*WHAT TO PRODUCE*. What follows is data; output all of it exactly as given.

EXCERPTED RECORDS Block Start

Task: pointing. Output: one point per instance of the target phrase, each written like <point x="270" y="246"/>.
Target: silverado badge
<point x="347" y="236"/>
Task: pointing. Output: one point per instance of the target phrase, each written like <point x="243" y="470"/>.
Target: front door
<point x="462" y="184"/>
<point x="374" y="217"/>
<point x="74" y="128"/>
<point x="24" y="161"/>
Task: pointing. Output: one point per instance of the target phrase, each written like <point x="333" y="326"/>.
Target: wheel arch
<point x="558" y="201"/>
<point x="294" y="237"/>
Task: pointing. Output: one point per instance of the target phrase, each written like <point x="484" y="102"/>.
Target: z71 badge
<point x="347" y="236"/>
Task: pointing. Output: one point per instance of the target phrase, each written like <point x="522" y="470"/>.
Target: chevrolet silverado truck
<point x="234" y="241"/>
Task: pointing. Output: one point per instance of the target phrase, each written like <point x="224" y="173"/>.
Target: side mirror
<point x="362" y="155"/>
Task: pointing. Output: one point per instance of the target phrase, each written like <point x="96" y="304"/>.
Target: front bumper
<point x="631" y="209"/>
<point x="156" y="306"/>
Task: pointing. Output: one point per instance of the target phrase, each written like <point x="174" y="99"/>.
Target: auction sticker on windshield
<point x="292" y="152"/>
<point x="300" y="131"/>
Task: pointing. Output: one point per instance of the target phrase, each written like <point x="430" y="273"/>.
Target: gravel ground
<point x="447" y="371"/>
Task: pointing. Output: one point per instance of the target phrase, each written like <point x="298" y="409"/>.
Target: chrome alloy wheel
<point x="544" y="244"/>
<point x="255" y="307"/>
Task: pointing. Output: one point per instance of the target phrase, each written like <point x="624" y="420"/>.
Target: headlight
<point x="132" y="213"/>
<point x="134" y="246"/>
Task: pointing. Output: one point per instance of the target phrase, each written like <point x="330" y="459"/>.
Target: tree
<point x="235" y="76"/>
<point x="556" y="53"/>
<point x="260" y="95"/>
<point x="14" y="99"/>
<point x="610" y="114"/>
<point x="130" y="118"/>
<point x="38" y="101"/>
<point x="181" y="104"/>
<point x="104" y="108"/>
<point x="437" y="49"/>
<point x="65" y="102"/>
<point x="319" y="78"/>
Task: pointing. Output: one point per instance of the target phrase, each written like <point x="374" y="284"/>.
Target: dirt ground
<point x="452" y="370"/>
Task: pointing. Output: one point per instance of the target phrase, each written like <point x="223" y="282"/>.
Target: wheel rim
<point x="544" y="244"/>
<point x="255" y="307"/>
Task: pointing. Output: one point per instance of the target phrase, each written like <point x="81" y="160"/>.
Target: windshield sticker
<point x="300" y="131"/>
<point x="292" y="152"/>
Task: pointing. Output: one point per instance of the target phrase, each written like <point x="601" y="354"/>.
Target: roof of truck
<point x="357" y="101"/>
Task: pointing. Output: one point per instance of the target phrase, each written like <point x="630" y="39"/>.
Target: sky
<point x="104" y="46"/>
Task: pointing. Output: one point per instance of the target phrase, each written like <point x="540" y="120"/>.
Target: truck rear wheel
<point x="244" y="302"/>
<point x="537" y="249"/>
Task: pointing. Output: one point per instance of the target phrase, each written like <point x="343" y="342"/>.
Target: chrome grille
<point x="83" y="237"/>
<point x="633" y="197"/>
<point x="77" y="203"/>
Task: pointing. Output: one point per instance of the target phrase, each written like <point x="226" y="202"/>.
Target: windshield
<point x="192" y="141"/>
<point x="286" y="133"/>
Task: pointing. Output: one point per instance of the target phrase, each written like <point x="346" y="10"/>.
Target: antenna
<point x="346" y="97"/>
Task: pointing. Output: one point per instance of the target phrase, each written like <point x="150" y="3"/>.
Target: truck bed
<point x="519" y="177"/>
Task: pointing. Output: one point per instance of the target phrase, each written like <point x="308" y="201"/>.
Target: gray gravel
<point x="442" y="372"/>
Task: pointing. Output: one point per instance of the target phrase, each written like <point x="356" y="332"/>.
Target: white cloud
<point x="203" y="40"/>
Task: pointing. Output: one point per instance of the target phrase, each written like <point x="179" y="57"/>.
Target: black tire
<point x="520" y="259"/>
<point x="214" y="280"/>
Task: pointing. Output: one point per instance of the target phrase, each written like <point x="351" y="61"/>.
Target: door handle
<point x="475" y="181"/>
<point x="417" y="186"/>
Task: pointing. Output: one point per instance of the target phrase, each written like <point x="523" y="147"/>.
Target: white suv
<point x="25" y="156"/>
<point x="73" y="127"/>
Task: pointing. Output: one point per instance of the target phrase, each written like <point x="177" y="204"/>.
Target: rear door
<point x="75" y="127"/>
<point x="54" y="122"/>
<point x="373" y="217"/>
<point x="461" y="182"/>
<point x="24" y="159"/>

EXCERPTED RECORDS Block End

*RESULT FOR THIS EXERCISE*.
Task: pointing. Output: one point per instance of the target phrase, each written like <point x="270" y="246"/>.
Target: silverado badge
<point x="347" y="236"/>
Task: pointing. Output: one point per instance of the target phrase, each written like <point x="243" y="470"/>.
Target: front door
<point x="462" y="184"/>
<point x="374" y="217"/>
<point x="74" y="128"/>
<point x="24" y="161"/>
Task: pointing. Output: one point per instance of the target phrase, each written like <point x="333" y="326"/>.
Target: wheel arch
<point x="558" y="201"/>
<point x="294" y="237"/>
Task: pointing. Output: one point per instance of the target phrase, each written like <point x="484" y="102"/>.
Target: z71 badge
<point x="347" y="236"/>
Task: pointing. Output: one point per instance of the target phrase, each written like <point x="522" y="470"/>.
Target: chevrolet silverado truck
<point x="234" y="241"/>
Task: pointing. Output: one point per instance of the target phrase, each written like <point x="224" y="173"/>.
Target: side mirror
<point x="362" y="155"/>
Task: pointing. Output: one point per instance of the target phrase, each written like <point x="96" y="304"/>.
Target: front bumper
<point x="631" y="209"/>
<point x="156" y="306"/>
Task: pointing. Output: one point per instance of the target phrase, each written like <point x="174" y="99"/>.
Target: auction sticker on windshield
<point x="292" y="152"/>
<point x="300" y="131"/>
Task: pointing. Output: one point per instance of the target phrase, each written like <point x="430" y="273"/>.
Target: gravel ground
<point x="447" y="371"/>
Task: pointing. Output: one point per instance of the target phrase, each written like <point x="298" y="409"/>.
Target: chrome alloy wheel
<point x="544" y="244"/>
<point x="255" y="307"/>
Task: pointing. Output: one point per instance of the target phrase, each written like <point x="624" y="420"/>.
Target: headlight
<point x="132" y="213"/>
<point x="134" y="246"/>
Task: pointing. Output: one point per instance of the target phrase, each written like <point x="330" y="459"/>.
Target: tree
<point x="235" y="76"/>
<point x="556" y="53"/>
<point x="260" y="95"/>
<point x="14" y="99"/>
<point x="610" y="114"/>
<point x="130" y="118"/>
<point x="38" y="101"/>
<point x="181" y="104"/>
<point x="104" y="108"/>
<point x="437" y="49"/>
<point x="65" y="102"/>
<point x="319" y="78"/>
Task: pointing. Output: one point per instance of the target phrase, each written like <point x="374" y="284"/>.
Target: dirt ground
<point x="452" y="370"/>
Task: pointing. Output: one point per instance of the target phrase, each written like <point x="223" y="282"/>.
Target: wheel rim
<point x="544" y="244"/>
<point x="255" y="307"/>
Task: pointing. Output: one point per instance of the target phrase, each written like <point x="81" y="160"/>.
Target: windshield sticker
<point x="300" y="131"/>
<point x="292" y="152"/>
Task: pointing. Output: one point per instance of the target phrase, each written like <point x="601" y="354"/>.
Target: roof of truck
<point x="357" y="101"/>
Task: pointing. Output: one point per instance of the target phrase, each written like <point x="630" y="39"/>.
Target: sky
<point x="104" y="46"/>
Task: pointing. Output: one point per instance of the target phrase, each written like <point x="540" y="120"/>.
Target: truck rear wheel
<point x="244" y="302"/>
<point x="537" y="249"/>
Task: pointing. Output: one point per instance of the target phrase, each written like <point x="343" y="342"/>.
Target: chrome grille
<point x="83" y="237"/>
<point x="633" y="197"/>
<point x="77" y="203"/>
Task: pointing. Output: one point per instance of the target phrase, each written like <point x="226" y="202"/>.
Target: windshield
<point x="192" y="141"/>
<point x="286" y="133"/>
Task: pointing. Output: one point per instance of the target phrase, each written like <point x="346" y="10"/>.
Target: antenna
<point x="346" y="97"/>
Task: pointing. Output: one point per instance of the target phrase, each written like <point x="150" y="3"/>.
Target: truck bed
<point x="519" y="177"/>
Task: pointing. Output: one point per instance of the target phrase, each written like <point x="308" y="201"/>.
Target: gray gravel
<point x="442" y="372"/>
Task: pointing. Output: one point per instance of the target phrase, each written like <point x="356" y="332"/>.
Target: white cloud
<point x="203" y="40"/>
Task: pointing. Output: one point per instance of the target phrase, each written like <point x="179" y="57"/>.
Target: black tire
<point x="520" y="259"/>
<point x="214" y="280"/>
Task: pointing. Output: one point per instance of the target phrase, each written like <point x="351" y="61"/>.
Target: door handle
<point x="475" y="181"/>
<point x="417" y="186"/>
Task: pointing. Output: one point per instance of the target phrase, each written like <point x="523" y="147"/>.
Target: white suv
<point x="25" y="156"/>
<point x="73" y="127"/>
Task: pointing. Output: one point per instance of the target phrase, each written like <point x="177" y="204"/>.
Target: rear door
<point x="75" y="127"/>
<point x="54" y="122"/>
<point x="373" y="217"/>
<point x="461" y="182"/>
<point x="24" y="159"/>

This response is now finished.